Please return the records below unchanged, starting at their first line and ending at the line containing "(191, 303), (1280, 429)", with that line included and nothing after it.

[Start Given entries]

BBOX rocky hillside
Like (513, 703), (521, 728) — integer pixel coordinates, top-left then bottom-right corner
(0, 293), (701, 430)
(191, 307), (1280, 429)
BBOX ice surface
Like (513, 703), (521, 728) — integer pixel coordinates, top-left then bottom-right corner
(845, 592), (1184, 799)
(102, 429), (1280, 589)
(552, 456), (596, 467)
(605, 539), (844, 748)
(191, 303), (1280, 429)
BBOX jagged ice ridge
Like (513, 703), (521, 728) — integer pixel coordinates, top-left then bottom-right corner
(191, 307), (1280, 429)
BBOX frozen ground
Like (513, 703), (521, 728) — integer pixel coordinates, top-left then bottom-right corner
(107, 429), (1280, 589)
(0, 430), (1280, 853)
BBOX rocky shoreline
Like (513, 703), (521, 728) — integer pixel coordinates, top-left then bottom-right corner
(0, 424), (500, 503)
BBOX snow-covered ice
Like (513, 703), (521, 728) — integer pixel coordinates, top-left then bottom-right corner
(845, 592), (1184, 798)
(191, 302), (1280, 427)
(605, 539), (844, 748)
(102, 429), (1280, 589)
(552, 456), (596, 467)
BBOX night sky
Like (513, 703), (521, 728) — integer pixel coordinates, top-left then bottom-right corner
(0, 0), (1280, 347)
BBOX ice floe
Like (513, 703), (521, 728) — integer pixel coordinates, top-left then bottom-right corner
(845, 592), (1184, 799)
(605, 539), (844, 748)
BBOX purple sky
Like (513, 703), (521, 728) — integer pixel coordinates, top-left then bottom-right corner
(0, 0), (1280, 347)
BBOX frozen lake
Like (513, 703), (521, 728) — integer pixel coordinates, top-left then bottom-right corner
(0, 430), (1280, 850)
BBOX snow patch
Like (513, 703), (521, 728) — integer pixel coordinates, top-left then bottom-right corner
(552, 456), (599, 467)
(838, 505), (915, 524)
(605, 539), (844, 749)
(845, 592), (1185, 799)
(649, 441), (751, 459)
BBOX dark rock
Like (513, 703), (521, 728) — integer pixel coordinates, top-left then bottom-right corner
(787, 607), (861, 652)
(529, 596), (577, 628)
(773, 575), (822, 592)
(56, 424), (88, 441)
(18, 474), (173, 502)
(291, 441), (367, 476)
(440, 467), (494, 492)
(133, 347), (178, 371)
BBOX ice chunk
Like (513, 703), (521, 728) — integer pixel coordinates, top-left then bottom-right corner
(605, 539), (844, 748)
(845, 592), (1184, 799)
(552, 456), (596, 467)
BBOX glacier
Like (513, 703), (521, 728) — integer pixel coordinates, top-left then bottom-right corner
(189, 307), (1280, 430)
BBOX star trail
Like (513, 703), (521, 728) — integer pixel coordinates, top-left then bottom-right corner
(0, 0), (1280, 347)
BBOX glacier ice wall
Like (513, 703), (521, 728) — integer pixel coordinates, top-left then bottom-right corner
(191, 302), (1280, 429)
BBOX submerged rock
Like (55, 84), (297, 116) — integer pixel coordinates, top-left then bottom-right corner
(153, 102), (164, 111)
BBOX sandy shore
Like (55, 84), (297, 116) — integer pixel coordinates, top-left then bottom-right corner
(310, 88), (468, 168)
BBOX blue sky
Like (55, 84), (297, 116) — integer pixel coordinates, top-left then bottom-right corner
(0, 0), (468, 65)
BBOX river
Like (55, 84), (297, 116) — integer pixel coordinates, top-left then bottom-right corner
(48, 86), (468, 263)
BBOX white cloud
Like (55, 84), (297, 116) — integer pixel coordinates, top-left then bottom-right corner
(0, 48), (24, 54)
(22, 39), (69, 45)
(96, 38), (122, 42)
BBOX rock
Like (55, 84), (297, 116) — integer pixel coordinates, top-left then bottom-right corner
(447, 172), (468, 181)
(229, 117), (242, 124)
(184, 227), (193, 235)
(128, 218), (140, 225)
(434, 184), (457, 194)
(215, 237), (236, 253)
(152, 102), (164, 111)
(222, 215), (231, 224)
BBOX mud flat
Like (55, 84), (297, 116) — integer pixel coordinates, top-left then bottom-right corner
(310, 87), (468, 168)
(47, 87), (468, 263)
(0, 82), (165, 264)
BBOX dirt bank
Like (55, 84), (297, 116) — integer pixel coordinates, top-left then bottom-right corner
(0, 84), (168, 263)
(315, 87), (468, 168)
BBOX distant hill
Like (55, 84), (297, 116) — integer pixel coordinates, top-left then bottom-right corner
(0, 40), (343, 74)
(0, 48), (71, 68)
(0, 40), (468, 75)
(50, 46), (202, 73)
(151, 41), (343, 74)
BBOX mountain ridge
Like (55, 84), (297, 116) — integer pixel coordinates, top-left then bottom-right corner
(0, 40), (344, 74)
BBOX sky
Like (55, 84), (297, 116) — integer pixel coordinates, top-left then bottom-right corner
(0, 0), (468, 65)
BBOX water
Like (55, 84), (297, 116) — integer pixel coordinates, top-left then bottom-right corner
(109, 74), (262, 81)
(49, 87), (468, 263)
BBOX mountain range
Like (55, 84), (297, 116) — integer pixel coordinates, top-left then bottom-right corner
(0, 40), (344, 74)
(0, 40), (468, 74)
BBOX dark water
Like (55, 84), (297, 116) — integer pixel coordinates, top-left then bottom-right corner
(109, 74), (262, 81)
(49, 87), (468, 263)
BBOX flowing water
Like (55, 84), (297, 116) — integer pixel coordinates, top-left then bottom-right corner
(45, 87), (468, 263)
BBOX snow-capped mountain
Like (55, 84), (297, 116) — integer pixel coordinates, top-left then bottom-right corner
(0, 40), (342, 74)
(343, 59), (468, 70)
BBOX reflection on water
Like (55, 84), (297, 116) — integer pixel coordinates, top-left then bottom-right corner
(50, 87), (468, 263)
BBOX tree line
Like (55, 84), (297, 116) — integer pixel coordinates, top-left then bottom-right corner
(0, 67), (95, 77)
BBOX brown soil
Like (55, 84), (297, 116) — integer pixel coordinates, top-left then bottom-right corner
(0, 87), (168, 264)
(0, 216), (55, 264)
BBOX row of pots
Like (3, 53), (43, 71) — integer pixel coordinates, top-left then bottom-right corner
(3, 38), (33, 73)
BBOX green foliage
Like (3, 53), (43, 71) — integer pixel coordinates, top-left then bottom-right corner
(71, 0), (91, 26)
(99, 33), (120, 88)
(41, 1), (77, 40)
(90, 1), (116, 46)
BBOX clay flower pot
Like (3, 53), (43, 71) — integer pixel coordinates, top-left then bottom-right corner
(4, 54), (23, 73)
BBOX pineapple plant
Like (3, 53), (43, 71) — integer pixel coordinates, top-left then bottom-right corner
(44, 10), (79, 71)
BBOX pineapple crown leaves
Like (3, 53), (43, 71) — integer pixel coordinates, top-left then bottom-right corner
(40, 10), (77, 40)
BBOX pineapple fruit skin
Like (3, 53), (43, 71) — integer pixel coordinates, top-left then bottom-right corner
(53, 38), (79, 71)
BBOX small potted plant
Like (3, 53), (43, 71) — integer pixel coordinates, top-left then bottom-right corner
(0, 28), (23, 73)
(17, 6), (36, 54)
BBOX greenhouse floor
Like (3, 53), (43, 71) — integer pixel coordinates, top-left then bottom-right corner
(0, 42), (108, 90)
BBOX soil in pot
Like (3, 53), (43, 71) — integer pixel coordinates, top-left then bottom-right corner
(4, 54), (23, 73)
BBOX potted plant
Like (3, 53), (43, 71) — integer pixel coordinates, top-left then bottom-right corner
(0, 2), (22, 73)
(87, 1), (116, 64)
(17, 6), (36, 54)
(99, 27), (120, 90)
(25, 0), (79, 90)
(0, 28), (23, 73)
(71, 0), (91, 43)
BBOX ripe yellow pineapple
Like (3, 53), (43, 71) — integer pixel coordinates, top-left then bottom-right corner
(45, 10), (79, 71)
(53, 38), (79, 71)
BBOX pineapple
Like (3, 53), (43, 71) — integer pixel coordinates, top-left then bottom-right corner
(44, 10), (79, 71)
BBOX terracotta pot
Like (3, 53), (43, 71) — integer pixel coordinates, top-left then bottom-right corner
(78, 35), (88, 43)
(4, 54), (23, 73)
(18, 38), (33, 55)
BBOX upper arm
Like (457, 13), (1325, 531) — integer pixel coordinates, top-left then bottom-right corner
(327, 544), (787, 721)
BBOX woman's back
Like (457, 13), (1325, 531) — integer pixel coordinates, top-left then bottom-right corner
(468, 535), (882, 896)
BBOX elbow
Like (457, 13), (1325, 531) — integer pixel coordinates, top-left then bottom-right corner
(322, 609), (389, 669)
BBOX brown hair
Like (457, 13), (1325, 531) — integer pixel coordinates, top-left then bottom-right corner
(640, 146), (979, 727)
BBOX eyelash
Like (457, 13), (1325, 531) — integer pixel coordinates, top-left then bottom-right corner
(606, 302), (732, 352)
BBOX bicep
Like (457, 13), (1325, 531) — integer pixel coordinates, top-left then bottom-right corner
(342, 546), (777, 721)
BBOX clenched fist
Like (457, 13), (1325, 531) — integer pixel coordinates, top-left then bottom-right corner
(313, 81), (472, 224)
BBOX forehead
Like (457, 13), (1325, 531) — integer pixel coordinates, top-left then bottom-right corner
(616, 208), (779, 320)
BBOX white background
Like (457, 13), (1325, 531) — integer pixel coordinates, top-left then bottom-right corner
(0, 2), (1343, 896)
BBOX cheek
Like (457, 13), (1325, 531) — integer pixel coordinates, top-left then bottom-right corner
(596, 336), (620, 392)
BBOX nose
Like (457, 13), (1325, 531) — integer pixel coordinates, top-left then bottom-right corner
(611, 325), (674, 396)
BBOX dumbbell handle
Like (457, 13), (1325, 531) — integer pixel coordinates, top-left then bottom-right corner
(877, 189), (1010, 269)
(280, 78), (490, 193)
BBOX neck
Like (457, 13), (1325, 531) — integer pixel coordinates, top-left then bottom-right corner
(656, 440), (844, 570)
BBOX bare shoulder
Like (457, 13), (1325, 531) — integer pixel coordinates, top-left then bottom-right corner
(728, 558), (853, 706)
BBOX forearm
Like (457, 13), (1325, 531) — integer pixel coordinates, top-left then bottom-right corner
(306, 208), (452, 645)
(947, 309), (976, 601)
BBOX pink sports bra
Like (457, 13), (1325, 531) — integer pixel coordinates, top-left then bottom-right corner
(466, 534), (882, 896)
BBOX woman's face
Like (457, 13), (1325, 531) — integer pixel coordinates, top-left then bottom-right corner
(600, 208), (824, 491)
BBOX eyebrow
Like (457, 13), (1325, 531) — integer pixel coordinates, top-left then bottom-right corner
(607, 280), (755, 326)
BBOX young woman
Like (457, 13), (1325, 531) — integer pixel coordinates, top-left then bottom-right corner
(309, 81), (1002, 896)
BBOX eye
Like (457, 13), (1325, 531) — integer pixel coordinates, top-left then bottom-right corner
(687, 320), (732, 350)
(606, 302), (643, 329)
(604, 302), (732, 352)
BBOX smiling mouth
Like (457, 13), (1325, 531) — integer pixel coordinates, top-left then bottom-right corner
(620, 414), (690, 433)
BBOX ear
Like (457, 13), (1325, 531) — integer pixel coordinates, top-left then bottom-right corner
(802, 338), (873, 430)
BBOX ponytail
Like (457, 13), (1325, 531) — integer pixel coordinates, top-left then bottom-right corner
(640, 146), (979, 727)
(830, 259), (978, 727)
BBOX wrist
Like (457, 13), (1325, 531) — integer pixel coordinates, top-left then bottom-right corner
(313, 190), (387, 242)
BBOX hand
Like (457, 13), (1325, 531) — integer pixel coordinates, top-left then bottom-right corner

[End Given entries]

* Solution to this task *
BBOX rocky hillside
Like (513, 703), (521, 728) — integer pixel coordinates, top-left then bottom-right corner
(0, 293), (701, 430)
(191, 307), (1280, 429)
BBOX ice surface
Like (513, 703), (521, 728) — integer pixel coordinates, top-left then bottom-right corner
(845, 592), (1184, 799)
(102, 429), (1280, 589)
(552, 456), (596, 467)
(605, 539), (844, 748)
(191, 303), (1280, 429)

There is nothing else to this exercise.